Aim of the task:
Copy the database architecture flashcards from "ETL stands for" to "the data from?", swapping "data destination" for "data target" everywhere it appears.
[begin Extract provided]
Database Architecture Flashcards
What is ETL?
ETL stands for Extract, Transform, and Load. In ETL, data flows from the data source to staging to the data destination. ETL can help with data privacy and compliance, cleansing sensitive data before loading into the data destination.
What is ELT? How does it differ from ETL?
ELT stands for Extract, Load, and Transform. ELT lets the data destination do the transformation, eliminating the need for data staging. ELT is simpler than ETL and is for companies with minor data needs.
What is a data warehouse? Where is the data from?
A data warehouse is a type of data management system that is designed to enable and support business intelligence (BI) activities, especially analytics. Data warehouses are solely intended to perform queries and analysis and often contain large amounts of historical data. The data within a data warehouse is usually derived from a wide range of sources such as application log files and transaction applications.
Name common types of data warehouse architecture (4 types).
The architecture of a data warehouse is determined by the organization’s specific needs. Common architectures include:
Simple: All data warehouses share a basic design in which metadata, summary data, and raw data are stored within the central repository of the warehouse.
Simple with a staging area: Operational data must be cleaned and processed before being put in the warehouse. Many data warehouses add a staging area for data before it enters the warehouse, to simplify data preparation
Hub and spoke: Adding data marts between the central repository and end users allows an organization to customise its data warehouse to serve various lines of business. When the data is ready for use, it is moved to the appropriate data mart
Sandboxes: Sandboxes are private, secure, safe areas that allow companies to quickly and informally explore new datasets or ways of analyzing data without having to conform to or comply with the formal rules and protocol of the data warehouse
Name main types of data warehouse (3 types).
Enterprise Data Warehouse (EDW): Centralised warehouse providing decision support service across the enterprise. It offers a unified approach for organising and representing data
Operational Data Store (ODS): Only supports daily operations, so their view of historical data is very limited. Works well with current data as it is refreshed in real time
Data Mart: A data mart is a subset of the data warehouse. It specially designed for a particular line of business, such as sales, finance, sales or finance
What are the three levels of database architecture?
Physical/internal level: Lowest level in the three level architecture, describes how data is actually stored in the database, as well as compression and encryption techniques
Conceptual/logical level: Higher level than the physical level. It describes how the database appears to the users conceptually and the relationships between various data tables.
External/view level: Highest level and closest to the user. The external level only shows the relevant database content to the users in the form of views and hides the rest of the data
What is staging?
Staging is an intermediate storage area used for data processing during the extract, transform and load (ETL) process. The data staging area sits between the data source(s) and the data target(s), which are often data warehouses. Data staging areas are often transient in nature, with their contents being erased prior to running an ETL process or immediately following successful completion of an ETL process.
What are the differences between OLTP and OLAP?
[end Extract provided]
[begin Dataset excerpt]
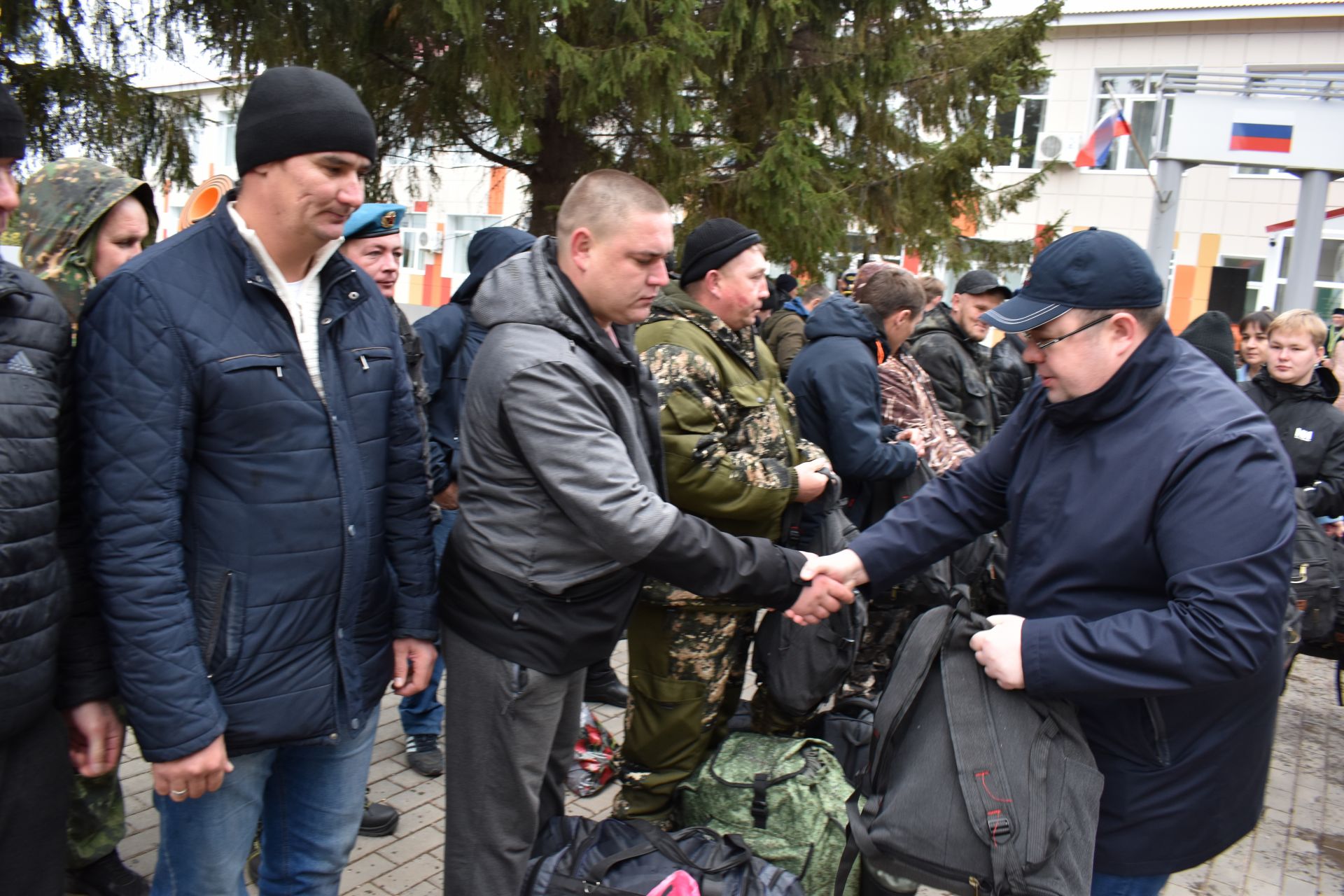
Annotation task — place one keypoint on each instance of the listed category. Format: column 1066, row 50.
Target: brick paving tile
column 1296, row 850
[end Dataset excerpt]
Problem solution:
ETL stands for Extract, Transform, and Load. In ETL, data flows from the data source to staging to the data target. ETL can help with data privacy and compliance, cleansing sensitive data before loading into the data target.
What is ELT? How does it differ from ETL?
ELT stands for Extract, Load, and Transform. ELT lets the data target do the transformation, eliminating the need for data staging. ELT is simpler than ETL and is for companies with minor data needs.
What is a data warehouse? Where is the data from?